(Text under study)
For a retirement plan to be qualified, the plan document must fulfill the guidelines of the Internal Revenue Code and follow the provisions in the plan. Private-sector employers typically offer employees two 401(k) choices: traditional and Roth. The former is calculated on a pretax basis, while the latter is done on an after-tax basis. 403(b) plans are similar to 401(k) plans but are offered by public schools and specific tax-exempt organizations.


The IRS collects federal income tax, Social Security tax and Medicare tax. You do not pay federal income tax on a traditional 401(k) at the time of withholding. However, Medicare and Social Security tax-withholding apply. When you withdraw your money from the plan, federal income tax is deducted because you didn’t pay the tax when you made your contribution. With Roth 401(k), you pay federal income tax, Social Security tax and Medicare tax when you make your contribution. When you take your money out of the plan, you do not pay any of those taxes on your contributions because you already paid them.

Pretax Effect

Pretax withholding gives you a higher net income each payday than after-tax withholding. This is because your contributions are taken out of your paychecks before federal income tax is withheld. Let’s say you earn $600 weekly and your 401(k) weekly contribution of $50 is your only pretax deduction. Only $550 of your pay is subject to federal income tax withholding. If you didn’t have the deduction, the entire $600 would be subject to withholding. However, in both situations, Medicare and Social Security taxes apply to the $600.

After-Tax Impact

If you have a Roth 401(k), your calculation is done on a post-tax basis, which means your contribution is made after taxes are withheld. This process does not give you more take-home pay because it does not lower your taxable wages.


Whether a traditional or Roth 401(k) is better for you depends on your situation. If you don’t want to worry about paying taxes on your contributions when you withdraw from the plan, a Roth 401(k) would be ideal. If your financial situation is tight and requires more money each payday, a traditional 401(k) may be your best bet. Note that your employer’s matching contributions are taxed as pretax dollars even if you have a Roth 401(k). Specifically, the match is placed into a separate tax-deferred account. When you withdraw from the plan, the matching contributions are subject to taxation.
(End Text under study)
(Listed records)
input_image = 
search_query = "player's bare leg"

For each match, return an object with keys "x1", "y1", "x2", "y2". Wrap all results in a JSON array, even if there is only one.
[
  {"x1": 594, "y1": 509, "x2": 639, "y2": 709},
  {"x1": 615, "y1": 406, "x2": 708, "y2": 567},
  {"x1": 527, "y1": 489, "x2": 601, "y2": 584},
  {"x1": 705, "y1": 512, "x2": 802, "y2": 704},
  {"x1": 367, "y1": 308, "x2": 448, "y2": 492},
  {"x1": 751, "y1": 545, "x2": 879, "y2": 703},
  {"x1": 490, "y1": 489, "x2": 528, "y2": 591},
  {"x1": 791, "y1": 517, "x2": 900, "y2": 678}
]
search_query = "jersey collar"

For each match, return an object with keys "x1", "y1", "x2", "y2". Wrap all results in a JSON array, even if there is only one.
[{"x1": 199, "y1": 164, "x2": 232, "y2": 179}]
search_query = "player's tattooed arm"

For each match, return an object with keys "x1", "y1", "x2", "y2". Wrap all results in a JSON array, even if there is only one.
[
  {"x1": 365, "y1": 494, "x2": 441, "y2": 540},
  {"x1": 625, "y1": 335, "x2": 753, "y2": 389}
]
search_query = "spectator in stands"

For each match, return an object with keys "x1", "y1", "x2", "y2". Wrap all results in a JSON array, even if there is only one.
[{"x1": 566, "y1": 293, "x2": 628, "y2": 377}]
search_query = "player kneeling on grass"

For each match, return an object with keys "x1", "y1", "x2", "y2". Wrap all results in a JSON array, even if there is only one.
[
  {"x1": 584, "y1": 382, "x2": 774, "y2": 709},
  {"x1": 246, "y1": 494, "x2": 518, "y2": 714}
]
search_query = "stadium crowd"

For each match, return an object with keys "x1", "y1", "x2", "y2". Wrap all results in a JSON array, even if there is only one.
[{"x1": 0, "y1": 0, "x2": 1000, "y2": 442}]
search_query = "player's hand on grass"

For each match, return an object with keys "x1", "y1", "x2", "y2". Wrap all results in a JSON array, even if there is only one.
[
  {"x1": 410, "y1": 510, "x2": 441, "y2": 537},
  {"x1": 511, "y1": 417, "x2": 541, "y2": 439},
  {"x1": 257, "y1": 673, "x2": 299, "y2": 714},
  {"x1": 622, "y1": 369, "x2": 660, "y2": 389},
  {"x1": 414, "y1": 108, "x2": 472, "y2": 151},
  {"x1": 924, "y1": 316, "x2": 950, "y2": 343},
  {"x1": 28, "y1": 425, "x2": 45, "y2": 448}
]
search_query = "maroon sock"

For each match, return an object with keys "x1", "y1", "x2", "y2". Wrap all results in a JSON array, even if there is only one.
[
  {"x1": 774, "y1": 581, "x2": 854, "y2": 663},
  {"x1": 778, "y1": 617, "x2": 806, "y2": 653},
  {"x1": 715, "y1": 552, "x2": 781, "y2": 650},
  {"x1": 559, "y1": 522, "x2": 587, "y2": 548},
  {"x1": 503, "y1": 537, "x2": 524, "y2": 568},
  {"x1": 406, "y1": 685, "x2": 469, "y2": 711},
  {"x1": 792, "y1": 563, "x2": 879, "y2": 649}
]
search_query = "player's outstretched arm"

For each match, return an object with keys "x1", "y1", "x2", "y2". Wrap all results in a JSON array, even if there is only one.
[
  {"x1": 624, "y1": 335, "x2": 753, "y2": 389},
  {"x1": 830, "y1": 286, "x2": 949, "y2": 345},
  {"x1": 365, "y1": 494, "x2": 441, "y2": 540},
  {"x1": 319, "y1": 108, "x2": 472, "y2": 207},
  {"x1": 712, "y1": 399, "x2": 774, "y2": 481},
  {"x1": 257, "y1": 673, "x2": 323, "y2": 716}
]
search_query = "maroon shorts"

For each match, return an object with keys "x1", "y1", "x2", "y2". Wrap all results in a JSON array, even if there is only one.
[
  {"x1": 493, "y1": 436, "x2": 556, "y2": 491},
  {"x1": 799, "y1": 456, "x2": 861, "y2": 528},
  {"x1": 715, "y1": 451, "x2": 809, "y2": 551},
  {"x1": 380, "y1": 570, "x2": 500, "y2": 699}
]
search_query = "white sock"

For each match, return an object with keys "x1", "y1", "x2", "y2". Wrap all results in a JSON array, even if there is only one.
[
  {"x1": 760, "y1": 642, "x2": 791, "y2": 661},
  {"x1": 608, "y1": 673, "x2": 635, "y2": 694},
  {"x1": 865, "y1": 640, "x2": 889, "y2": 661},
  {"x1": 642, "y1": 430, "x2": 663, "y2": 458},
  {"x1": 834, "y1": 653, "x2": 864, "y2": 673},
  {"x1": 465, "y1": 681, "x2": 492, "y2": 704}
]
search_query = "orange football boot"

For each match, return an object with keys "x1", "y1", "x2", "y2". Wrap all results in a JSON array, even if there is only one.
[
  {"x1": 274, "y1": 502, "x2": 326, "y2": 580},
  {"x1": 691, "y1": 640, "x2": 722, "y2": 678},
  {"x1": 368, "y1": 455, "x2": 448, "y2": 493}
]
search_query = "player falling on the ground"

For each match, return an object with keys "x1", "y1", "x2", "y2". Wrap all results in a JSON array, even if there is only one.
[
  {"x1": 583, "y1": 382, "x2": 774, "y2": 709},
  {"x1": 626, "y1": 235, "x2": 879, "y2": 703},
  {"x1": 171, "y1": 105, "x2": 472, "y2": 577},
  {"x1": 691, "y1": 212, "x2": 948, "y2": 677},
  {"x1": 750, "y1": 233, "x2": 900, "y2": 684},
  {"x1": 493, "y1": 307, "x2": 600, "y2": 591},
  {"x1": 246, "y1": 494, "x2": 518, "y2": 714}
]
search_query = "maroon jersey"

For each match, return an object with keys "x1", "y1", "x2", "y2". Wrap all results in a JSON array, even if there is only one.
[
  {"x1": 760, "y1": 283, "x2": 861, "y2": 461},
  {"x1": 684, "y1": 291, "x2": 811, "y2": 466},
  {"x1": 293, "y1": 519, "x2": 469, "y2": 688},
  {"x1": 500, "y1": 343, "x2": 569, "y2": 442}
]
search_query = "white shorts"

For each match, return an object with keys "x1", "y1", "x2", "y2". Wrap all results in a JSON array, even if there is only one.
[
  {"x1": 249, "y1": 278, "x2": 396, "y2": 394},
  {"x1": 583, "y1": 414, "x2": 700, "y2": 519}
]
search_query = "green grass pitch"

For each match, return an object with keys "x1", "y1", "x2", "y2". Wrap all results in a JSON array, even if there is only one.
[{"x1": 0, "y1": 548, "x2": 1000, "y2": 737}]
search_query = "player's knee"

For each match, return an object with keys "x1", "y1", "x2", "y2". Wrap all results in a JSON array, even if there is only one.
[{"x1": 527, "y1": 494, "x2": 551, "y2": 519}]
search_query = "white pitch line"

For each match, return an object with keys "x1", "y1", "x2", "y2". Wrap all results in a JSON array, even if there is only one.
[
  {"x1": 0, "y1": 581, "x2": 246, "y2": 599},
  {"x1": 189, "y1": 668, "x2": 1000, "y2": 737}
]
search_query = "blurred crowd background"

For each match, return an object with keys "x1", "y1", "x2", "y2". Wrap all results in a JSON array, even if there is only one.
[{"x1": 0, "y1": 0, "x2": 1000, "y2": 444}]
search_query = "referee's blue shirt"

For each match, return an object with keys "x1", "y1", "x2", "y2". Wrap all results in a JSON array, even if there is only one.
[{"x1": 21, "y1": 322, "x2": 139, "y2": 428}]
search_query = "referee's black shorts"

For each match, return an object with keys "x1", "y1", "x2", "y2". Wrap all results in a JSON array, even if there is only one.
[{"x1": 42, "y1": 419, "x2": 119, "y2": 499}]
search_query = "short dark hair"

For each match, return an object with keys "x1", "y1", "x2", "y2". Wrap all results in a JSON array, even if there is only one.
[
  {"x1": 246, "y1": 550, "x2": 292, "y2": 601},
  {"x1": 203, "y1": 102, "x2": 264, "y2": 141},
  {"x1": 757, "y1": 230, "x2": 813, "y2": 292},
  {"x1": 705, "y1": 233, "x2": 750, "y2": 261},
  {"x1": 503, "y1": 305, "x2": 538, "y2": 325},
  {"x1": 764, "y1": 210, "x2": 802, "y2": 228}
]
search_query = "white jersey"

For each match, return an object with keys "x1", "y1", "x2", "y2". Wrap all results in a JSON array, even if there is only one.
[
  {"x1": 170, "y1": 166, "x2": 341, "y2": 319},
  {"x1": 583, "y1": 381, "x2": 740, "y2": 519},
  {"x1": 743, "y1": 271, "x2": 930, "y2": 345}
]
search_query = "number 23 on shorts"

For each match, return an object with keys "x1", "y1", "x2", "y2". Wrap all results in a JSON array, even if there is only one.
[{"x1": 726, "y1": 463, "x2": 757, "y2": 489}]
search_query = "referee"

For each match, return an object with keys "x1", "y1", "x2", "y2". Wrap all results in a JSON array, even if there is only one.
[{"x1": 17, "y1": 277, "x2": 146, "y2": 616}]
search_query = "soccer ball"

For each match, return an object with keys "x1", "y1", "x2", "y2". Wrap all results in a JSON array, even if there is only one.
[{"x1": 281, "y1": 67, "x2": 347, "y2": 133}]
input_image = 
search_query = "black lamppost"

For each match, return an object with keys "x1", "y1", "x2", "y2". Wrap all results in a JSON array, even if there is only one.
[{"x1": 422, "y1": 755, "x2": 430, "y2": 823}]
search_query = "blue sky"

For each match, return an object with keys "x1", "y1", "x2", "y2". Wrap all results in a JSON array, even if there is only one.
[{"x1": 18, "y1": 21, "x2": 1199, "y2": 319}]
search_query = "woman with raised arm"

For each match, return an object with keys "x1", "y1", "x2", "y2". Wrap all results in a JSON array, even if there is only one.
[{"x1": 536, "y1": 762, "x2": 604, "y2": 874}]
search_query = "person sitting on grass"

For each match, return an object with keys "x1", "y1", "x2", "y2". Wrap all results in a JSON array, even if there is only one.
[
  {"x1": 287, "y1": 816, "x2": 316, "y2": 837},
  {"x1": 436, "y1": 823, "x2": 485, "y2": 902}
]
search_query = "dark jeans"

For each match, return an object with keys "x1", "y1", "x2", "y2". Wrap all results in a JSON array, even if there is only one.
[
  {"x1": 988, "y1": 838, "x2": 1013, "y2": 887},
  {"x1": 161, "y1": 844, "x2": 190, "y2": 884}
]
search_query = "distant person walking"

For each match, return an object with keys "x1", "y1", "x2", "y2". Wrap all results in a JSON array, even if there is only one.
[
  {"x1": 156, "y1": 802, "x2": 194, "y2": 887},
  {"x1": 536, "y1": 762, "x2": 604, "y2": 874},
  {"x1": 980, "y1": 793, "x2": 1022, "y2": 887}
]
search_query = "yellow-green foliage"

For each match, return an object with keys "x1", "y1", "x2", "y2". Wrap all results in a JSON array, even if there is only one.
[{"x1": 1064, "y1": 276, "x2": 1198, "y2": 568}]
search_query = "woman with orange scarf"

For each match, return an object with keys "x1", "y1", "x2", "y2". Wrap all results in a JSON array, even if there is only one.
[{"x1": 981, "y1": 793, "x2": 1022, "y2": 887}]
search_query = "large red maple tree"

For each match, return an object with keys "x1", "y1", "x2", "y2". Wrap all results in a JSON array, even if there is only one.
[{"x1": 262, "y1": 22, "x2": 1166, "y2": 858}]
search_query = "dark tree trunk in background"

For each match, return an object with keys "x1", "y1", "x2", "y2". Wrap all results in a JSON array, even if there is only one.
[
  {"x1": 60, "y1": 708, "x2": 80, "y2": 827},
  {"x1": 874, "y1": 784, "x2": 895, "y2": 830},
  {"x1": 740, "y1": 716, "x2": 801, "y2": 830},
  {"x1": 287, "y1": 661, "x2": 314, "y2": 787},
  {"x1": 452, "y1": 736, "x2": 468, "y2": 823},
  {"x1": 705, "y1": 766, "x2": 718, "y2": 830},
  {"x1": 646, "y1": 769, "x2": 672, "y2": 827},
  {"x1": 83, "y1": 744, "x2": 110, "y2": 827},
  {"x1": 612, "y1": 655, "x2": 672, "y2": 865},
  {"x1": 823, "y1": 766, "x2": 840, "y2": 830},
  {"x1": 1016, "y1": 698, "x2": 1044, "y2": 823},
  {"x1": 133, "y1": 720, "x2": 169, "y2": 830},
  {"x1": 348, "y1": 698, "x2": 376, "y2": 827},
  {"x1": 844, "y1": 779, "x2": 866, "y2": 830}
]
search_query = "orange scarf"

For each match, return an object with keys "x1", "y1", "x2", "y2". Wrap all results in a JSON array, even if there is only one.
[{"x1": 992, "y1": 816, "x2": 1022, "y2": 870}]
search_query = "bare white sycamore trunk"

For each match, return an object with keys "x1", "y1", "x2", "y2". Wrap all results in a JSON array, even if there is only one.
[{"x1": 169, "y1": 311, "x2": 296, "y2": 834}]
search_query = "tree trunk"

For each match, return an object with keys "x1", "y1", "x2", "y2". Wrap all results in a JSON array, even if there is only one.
(End Listed records)
◆ **Exercise**: According to the text on 401(k) taxes, which organizations offer 403(b) plans?

◆ **Solved problem**: Public schools and specific tax-exempt organizations.